--- Consignes de l'exercice ---
Répondez à ces questions à partir du texte sur le PS Suisse :
(a) À quelle date a lieu la votation sur l'expulsion des criminels étrangers ?
(b) Dans quelle ville se tient le Congrès du PS Suisse ?
(c) Depuis combien de temps les socialistes proposent-ils des mesures strictes en matière de sécurité ?

--- Texte à lire ---
********
27 oct. 2010

Le PS qui gagne n’est pas une pâle copie de la droite !

Le réel enjeu de la votation du 28 novembre sur l’expulsion des criminels étrangers réside dans la décision du PS Suisse sur le contre-projet à l’initiative. Le Congrès, fin octobre à Lausanne, en dira long sur son positionnement à long terme sur l’échiquier socialiste européen. Il y aura d’un côté les soi-disant pragmatiques qui pensent que pour battre l’UDC ou gagner des électeurs, il faut durcir le ton en acceptant le contre-projet qui, même s’il abandonne les côtés inacceptables de l’initiative, durcit néanmoins la loi actuelle, et de l’autre, celles et ceux qui ont analysé les résultats de ces dernières années pour se rendre compte qu’à chaque fois que la droite ou la gauche a voulu copier l’UDC, l’échec a été au rendez-vous.
Cela fait maintenant plus de 15 ans que les socialistes proposent des mesures strictes en matière de sécurité. Dans plusieurs cantons, c’est nous qui avons demandé l’augmentation du nombre de policiers. Dans certaines villes tenues par la gauche, des caméras de surveillance ont fait leur apparition dans des lieux sensibles. Le PS Suisse a pris position sans ambigüité, mais pour quel résultat ? Ce qui est important, ce n’est toutefois pas que le parti progresse, ce qui est grave - lorsque nous perdons - c’est que nous nous privons d’espace public pour proposer notre vision du monde comprenant plus d’équité et de justice sociale et fiscale, ainsi que des services publics forts. La surenchère politique en matière sécuritaire ne nous a jamais été profitable.
********
--- Données enregistrées ---
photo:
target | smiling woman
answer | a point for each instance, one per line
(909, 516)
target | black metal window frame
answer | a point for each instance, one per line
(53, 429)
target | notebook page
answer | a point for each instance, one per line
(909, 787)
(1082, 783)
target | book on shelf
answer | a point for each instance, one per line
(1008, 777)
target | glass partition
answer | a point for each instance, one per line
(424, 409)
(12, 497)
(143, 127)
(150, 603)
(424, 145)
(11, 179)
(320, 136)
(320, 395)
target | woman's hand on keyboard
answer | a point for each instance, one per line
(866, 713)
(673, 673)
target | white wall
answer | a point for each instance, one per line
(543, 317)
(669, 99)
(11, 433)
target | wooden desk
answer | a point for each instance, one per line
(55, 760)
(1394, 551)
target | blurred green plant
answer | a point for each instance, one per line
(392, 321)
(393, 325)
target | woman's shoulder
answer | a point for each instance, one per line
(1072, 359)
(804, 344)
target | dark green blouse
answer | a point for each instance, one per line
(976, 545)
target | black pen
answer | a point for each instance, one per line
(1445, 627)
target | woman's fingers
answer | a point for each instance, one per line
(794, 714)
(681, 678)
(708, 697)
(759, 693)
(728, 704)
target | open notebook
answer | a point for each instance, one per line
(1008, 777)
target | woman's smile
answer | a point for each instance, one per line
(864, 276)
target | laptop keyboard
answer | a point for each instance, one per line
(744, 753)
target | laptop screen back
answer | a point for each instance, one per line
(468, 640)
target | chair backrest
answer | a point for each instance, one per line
********
--- Solution de l'exercice ---
(a) Le 28 novembre.
(b) À Lausanne.
(c) Depuis plus de 15 ans.